[START Text provided]

# Giant magnetoelectric coupling in multiferroic PbTi$_{1-x}$V$_x$O$_{3}$   from density functional calculations

**Authors:** Lokanath Patra, Vidya Ravindran, Helmer Fjellvag, and Ponniah, Ravindran

arXiv: 1908.00238 · 2019-08-02

## TL;DR

This study demonstrates giant magnetoelectric coupling in PbTi$_{1-x}$V$_x$O$_{3}$ through density functional calculations, revealing magnetic phase transitions, enhanced polarization, and potential for electric control of magnetic properties.

## Contribution

The paper reports the first theoretical prediction of giant magnetoelectric coupling in PbTi$_{1-x}$V$_x$O$_{3}$, including detailed analysis of magnetic states, polarization, and orbital effects.

[END Text provided]
[START Given records]

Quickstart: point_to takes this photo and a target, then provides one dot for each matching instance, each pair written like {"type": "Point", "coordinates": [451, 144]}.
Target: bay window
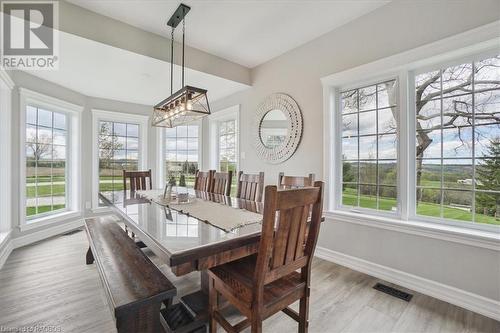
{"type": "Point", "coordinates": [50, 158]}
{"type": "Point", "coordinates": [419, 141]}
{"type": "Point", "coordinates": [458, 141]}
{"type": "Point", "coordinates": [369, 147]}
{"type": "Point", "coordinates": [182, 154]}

[END Given records]

◆ **Exercise**:
Answer these questions using the summary of the magnetoelectric coupling paper.
1. What kind of calculations does the study use?
2. What arXiv identifier is listed for the paper?
3. According to the Contribution section, what does the paper report as a first?

◆ **Answer to this task**:
1. Density functional calculations.
2. 1908.00238.
3. The first theoretical prediction of giant magnetoelectric coupling in the material.